• _Given task_
Please copy the entries below, starting with the line containing "Where can you spot the leafy" and continuing through the end of the entries, and rename "leafy hedge" to "trimmed hedge" while leaving everything else unchanged.

• _Data listing_
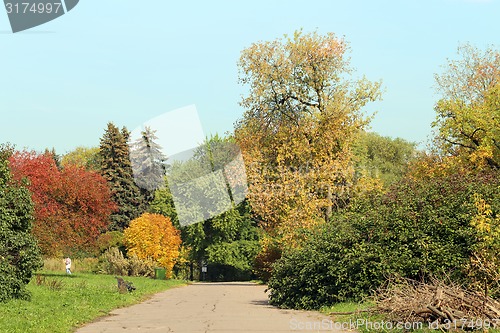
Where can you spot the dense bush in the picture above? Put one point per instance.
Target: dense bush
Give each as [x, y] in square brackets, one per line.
[420, 228]
[113, 262]
[19, 253]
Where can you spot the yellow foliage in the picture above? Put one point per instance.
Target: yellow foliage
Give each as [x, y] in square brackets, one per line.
[301, 119]
[485, 223]
[153, 237]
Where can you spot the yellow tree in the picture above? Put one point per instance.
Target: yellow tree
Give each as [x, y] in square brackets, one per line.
[153, 237]
[302, 114]
[468, 114]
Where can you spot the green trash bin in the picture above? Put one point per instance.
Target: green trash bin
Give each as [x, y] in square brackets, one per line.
[160, 273]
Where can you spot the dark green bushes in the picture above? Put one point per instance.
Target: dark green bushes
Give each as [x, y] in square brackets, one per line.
[417, 229]
[19, 253]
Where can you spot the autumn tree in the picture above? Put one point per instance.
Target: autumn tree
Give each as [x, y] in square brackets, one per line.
[72, 205]
[302, 114]
[88, 158]
[117, 170]
[153, 237]
[19, 252]
[382, 157]
[468, 113]
[148, 162]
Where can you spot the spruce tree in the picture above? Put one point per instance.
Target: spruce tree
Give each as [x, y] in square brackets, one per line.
[117, 170]
[148, 163]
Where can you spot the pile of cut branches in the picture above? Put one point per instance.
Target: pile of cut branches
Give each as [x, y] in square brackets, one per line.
[438, 304]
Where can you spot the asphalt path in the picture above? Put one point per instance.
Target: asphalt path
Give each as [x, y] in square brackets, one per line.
[210, 307]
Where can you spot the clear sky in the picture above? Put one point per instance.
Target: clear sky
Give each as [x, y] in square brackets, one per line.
[130, 61]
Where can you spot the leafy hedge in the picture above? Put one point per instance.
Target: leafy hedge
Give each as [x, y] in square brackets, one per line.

• _Reply_
Where can you spot the trimmed hedge in the picture above? Put one point per instance.
Target: trimmed hedge
Give each as [x, y] in square brackets, one per line.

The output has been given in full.